■ PROBLEM REQUIREMENTS
Copy out the lines below word for word, from the line with "Check that each instance of the white stone" to the line with "Check that each instance of the white staircase", both included.

══ DATA SHOWN

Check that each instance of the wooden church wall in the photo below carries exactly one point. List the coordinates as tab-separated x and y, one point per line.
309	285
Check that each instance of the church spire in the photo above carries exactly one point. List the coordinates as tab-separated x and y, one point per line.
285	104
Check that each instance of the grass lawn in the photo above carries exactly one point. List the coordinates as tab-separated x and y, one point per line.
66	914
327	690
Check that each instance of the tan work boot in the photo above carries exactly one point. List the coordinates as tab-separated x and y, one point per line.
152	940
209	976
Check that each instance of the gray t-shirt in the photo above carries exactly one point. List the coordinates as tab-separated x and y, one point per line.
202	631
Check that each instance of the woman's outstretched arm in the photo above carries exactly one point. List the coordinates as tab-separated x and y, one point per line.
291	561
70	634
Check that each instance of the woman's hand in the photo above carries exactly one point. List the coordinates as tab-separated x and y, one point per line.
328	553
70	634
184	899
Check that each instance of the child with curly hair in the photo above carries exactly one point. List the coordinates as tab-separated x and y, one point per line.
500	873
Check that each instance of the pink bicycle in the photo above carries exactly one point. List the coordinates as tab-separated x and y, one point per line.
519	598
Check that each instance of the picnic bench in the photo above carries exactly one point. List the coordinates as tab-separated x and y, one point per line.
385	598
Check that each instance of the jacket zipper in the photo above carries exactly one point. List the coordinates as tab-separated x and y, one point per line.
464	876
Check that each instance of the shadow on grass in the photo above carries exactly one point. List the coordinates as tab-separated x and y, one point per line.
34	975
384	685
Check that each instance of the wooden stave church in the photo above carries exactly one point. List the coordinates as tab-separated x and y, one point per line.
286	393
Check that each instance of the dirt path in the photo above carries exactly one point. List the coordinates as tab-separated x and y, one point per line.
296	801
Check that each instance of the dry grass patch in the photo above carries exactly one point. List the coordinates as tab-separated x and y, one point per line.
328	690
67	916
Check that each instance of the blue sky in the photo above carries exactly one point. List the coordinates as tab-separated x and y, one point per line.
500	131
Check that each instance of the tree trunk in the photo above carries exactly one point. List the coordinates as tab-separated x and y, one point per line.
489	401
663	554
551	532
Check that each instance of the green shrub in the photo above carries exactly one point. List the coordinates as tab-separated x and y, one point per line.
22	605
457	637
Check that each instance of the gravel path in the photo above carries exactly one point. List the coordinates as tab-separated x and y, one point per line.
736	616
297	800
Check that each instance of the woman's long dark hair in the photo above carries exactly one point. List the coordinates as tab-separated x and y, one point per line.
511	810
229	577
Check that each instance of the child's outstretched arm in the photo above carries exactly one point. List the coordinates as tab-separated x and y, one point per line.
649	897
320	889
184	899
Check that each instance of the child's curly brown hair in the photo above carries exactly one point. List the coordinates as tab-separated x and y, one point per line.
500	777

════
══ DATA SHOWN

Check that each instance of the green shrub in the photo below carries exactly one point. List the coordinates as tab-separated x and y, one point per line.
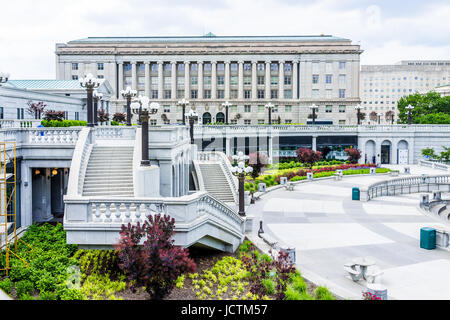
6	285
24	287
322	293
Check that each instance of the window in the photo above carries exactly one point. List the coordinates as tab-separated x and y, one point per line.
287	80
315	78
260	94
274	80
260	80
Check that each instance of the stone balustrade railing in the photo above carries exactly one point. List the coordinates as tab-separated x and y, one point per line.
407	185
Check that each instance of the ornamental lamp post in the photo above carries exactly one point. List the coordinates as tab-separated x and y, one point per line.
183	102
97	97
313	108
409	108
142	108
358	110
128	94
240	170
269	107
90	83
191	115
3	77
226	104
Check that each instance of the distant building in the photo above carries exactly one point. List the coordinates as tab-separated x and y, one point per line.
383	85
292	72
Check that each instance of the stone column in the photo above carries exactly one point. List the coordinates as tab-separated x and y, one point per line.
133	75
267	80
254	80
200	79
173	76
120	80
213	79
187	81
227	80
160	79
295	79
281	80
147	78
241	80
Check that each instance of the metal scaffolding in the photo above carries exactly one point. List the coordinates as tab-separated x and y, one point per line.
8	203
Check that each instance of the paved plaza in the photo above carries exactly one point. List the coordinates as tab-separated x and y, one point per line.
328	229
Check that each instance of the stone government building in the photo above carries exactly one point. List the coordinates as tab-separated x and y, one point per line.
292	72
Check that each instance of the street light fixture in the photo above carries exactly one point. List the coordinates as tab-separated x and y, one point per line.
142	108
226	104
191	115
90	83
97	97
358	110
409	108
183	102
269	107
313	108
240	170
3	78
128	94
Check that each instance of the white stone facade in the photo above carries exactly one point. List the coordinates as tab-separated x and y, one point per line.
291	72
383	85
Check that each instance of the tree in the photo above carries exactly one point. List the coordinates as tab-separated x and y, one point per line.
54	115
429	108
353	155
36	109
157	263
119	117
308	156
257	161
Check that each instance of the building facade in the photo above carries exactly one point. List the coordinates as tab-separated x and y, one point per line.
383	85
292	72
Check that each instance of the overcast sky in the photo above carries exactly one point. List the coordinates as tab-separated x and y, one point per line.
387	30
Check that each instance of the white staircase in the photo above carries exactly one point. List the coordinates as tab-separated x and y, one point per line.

════

■ TASK RESULT
Check that each instance of the white stone facade in the photo above carries exactly one point. List the coordinates as tab-separated x and y, one point per line.
291	72
383	85
Check that each instance of the tree in the photo above carries exactly one point. List the coordinates as tab-separated x and y, one point per line.
54	115
429	108
353	155
36	109
157	263
119	117
308	156
257	161
Check that each instance of the building facade in the photo above carries exactly one point. List the coordinates as tab-separated x and y, one point per line.
383	85
292	72
Check that each instance of the overcast sky in the photo above carries exactly one point. List the coordinates as tab-separated x and y, one point per line.
387	30
Check that each instance of the white staircase in the photo above carries exactly one point. List the coordinates as tab-separated x and y, one point per line.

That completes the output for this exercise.